■ INSTRUCTIONS FOR THE TASK: State how many lines of the items below include the string "raincoat", treating uppercase and lowercase as different, and reply with only that number.

■ THE DATA:
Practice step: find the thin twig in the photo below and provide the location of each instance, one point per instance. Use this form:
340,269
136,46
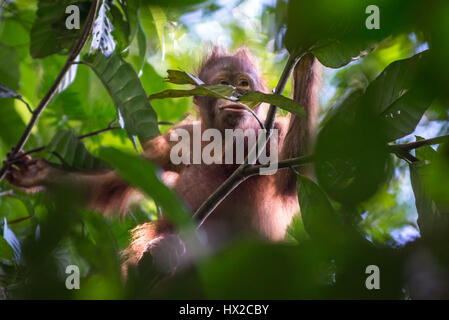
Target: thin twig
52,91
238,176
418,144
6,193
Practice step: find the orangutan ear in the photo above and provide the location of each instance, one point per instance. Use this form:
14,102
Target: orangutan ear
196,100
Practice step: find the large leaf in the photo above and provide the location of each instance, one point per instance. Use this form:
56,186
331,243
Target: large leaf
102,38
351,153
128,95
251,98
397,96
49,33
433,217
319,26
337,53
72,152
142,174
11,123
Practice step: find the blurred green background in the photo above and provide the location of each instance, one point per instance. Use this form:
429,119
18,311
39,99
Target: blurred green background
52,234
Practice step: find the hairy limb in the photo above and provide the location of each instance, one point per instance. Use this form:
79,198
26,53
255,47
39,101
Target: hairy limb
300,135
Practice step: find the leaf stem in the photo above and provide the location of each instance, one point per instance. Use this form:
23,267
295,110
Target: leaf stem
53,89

==

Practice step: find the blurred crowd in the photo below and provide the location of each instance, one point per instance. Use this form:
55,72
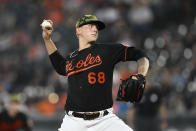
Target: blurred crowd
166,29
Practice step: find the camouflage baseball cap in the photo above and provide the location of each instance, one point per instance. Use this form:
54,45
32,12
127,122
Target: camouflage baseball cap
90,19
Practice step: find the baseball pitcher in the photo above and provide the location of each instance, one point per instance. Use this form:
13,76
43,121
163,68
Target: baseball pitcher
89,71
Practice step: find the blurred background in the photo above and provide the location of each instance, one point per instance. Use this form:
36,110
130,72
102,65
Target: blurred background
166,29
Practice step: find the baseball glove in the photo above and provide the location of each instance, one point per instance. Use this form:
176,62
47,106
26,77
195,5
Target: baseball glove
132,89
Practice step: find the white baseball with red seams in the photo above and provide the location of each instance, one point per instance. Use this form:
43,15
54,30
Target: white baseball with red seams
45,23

--

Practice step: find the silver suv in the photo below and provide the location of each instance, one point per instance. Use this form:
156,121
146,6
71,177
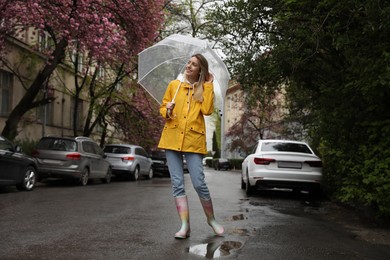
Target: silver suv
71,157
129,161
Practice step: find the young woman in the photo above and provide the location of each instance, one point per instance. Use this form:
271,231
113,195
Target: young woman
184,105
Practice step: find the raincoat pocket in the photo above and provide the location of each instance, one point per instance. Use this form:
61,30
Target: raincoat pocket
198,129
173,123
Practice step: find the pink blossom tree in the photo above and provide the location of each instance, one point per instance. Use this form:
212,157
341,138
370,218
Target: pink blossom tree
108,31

■ COMPLETE RESPONSE: 2